* **TASK ITEM**
Return exactly the lines below, starting with the one that has "element like <point>1019,379</point>" and going on through the one that has "query | helicopter".

[Stored entries]
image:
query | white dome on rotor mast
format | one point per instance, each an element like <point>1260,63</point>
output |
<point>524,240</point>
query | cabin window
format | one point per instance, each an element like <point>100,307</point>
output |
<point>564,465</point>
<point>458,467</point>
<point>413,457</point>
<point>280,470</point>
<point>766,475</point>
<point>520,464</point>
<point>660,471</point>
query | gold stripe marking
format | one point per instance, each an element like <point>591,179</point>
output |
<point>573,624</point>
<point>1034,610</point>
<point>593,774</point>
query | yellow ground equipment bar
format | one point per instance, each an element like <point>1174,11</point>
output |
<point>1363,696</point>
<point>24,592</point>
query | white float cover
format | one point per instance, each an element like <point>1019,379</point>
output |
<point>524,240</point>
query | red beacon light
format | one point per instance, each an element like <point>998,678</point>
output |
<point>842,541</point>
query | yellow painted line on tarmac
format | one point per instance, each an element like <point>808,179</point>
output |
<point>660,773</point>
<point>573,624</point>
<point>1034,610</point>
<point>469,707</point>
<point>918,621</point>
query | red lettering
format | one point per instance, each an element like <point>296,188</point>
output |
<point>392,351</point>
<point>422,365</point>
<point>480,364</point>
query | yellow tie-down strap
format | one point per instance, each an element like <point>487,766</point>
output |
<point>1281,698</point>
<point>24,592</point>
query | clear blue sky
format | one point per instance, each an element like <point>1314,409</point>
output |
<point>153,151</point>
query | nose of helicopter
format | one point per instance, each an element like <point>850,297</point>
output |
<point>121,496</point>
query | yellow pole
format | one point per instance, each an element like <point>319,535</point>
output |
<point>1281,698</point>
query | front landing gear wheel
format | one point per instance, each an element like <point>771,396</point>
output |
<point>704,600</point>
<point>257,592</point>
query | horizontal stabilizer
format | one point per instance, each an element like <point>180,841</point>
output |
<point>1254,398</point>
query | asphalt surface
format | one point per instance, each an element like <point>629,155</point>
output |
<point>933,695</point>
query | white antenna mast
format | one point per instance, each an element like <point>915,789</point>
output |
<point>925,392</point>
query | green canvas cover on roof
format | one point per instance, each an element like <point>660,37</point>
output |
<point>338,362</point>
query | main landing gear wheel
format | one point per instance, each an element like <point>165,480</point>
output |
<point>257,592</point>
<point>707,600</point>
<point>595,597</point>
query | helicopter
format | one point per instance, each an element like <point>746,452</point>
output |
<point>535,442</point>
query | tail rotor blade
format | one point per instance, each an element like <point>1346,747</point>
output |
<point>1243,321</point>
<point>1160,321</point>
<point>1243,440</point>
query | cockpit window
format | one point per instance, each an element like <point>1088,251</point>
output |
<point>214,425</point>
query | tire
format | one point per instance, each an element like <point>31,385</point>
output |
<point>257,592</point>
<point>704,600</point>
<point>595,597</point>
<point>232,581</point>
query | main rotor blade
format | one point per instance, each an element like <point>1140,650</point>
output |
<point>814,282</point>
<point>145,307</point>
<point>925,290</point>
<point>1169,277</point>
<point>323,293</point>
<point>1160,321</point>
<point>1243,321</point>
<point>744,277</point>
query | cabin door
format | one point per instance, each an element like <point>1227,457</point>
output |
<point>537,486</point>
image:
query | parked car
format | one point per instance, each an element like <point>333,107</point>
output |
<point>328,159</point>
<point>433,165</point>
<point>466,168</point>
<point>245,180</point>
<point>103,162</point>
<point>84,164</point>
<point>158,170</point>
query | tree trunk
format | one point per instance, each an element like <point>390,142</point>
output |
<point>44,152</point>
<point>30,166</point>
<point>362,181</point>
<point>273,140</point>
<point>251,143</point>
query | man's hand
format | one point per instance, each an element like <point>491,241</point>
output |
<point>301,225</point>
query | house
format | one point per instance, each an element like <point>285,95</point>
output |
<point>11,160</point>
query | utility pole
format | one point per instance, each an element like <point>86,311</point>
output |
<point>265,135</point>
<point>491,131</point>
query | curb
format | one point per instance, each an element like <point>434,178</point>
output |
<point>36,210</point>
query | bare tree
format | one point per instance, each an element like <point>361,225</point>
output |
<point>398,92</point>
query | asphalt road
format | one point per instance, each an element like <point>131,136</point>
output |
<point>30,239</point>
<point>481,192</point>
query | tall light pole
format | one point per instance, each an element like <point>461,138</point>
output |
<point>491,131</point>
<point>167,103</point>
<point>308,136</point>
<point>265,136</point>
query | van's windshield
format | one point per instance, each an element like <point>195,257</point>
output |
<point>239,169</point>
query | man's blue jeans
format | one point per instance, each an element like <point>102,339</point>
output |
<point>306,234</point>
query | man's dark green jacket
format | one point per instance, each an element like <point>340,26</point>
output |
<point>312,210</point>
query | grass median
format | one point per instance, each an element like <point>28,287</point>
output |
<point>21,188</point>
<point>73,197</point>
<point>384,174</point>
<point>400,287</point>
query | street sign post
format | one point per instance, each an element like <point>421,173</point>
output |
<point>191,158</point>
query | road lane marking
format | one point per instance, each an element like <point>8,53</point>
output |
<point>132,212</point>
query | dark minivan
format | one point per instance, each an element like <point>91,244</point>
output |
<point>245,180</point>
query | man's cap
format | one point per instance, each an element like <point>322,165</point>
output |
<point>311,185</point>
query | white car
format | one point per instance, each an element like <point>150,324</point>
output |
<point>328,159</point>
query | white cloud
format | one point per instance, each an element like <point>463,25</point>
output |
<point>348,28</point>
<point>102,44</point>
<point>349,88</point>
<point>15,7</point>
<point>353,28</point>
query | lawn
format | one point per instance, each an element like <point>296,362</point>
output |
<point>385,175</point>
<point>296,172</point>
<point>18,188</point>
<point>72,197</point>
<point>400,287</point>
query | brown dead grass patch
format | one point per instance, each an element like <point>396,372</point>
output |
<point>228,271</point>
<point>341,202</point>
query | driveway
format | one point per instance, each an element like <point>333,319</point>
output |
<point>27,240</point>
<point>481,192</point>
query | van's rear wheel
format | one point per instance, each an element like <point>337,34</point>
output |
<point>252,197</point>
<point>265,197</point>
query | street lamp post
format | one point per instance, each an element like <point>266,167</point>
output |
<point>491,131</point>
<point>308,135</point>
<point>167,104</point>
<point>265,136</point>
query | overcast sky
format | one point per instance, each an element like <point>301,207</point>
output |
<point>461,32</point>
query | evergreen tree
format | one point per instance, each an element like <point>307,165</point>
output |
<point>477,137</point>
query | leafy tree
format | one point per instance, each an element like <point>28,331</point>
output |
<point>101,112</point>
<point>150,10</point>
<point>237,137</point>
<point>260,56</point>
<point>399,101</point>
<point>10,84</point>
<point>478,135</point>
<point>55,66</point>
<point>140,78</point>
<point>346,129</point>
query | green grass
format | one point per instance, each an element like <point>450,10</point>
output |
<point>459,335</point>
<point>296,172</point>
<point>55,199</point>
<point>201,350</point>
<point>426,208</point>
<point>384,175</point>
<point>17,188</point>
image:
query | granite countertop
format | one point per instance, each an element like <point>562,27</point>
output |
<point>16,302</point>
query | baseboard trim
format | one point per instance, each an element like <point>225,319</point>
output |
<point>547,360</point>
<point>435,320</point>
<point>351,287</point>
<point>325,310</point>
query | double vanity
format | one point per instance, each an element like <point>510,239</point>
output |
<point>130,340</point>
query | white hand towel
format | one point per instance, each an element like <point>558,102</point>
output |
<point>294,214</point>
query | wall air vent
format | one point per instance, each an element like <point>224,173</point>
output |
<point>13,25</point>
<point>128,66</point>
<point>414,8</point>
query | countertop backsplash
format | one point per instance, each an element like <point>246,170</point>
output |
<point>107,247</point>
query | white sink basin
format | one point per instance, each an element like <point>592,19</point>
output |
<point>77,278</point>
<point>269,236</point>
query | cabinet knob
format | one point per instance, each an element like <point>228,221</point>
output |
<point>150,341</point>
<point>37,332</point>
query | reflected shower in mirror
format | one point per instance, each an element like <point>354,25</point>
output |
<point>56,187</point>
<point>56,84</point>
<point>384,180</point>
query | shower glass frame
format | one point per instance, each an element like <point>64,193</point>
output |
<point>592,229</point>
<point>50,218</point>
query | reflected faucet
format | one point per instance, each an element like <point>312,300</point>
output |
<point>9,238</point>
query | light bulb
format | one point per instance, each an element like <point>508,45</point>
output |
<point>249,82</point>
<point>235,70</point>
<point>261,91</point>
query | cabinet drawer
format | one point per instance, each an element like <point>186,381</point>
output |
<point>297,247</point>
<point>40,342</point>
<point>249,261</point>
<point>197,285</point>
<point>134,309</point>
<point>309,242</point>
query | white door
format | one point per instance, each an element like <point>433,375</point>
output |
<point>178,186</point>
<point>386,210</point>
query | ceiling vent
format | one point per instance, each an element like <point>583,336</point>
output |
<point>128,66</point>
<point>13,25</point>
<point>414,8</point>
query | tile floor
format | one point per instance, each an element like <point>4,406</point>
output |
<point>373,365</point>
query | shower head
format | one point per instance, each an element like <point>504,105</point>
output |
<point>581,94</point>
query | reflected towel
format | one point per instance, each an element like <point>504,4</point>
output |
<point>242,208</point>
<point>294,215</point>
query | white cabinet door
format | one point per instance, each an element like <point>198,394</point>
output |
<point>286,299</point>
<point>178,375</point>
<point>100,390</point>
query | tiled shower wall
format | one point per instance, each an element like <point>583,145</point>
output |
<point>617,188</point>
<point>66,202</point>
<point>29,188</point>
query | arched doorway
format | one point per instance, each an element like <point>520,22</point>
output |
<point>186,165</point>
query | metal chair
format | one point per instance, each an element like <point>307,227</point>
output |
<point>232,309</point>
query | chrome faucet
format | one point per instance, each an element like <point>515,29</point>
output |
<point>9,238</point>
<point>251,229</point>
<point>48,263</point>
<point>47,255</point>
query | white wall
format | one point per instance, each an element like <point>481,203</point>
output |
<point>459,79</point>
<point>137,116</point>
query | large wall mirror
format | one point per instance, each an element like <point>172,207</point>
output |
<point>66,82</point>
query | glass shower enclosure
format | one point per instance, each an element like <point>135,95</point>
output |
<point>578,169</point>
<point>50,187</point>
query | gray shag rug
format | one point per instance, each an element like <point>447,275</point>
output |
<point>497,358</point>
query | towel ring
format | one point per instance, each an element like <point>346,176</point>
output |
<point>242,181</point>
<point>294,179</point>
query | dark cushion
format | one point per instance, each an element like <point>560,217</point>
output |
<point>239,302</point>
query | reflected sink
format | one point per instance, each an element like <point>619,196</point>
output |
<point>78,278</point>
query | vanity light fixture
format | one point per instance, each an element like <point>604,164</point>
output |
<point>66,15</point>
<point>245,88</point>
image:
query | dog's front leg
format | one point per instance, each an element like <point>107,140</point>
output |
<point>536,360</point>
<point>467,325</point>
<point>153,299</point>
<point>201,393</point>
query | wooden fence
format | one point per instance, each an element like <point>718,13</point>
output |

* **TASK RESPONSE**
format | one point per instance, each an element like <point>1019,379</point>
output |
<point>524,240</point>
query | red beacon light
format | one point per instance, each an element like <point>998,678</point>
output |
<point>842,541</point>
query | yellow painted line on tarmac
format | one point per instance, each an element like <point>808,179</point>
output |
<point>660,773</point>
<point>573,624</point>
<point>1034,610</point>
<point>469,707</point>
<point>918,621</point>
query | red lettering
format | one point per instance, each an element like <point>296,188</point>
output |
<point>392,351</point>
<point>422,365</point>
<point>480,364</point>
query | yellow tie-down strap
format | one point per instance, each an element like <point>487,766</point>
output |
<point>1281,698</point>
<point>24,592</point>
query | clear blue sky
format | one point per instance, each an element like <point>1314,409</point>
output |
<point>153,151</point>
query | nose of helicopter
format | one point per instance, each an element like <point>850,297</point>
output |
<point>121,496</point>
query | yellow pole
format | one point per instance, each an element like <point>319,535</point>
output |
<point>1281,698</point>
query | front landing gear wheel
format | one point per instance, each an element like <point>771,396</point>
output |
<point>704,600</point>
<point>257,592</point>
query | horizontal stabilizer
format | one point per instance, each an element like <point>180,841</point>
output |
<point>1254,398</point>
query | asphalt surface
format | one point per instance, each an element like <point>629,155</point>
output |
<point>933,695</point>
query | white antenna mast
format | one point per instance, each an element like <point>915,789</point>
output |
<point>925,392</point>
query | green canvas cover on roof
format | one point per instance, each an element like <point>660,37</point>
output |
<point>338,362</point>
query | main landing gear wheel
format | one point per instance, each an element like <point>165,480</point>
output |
<point>257,592</point>
<point>707,600</point>
<point>595,597</point>
query | helicopter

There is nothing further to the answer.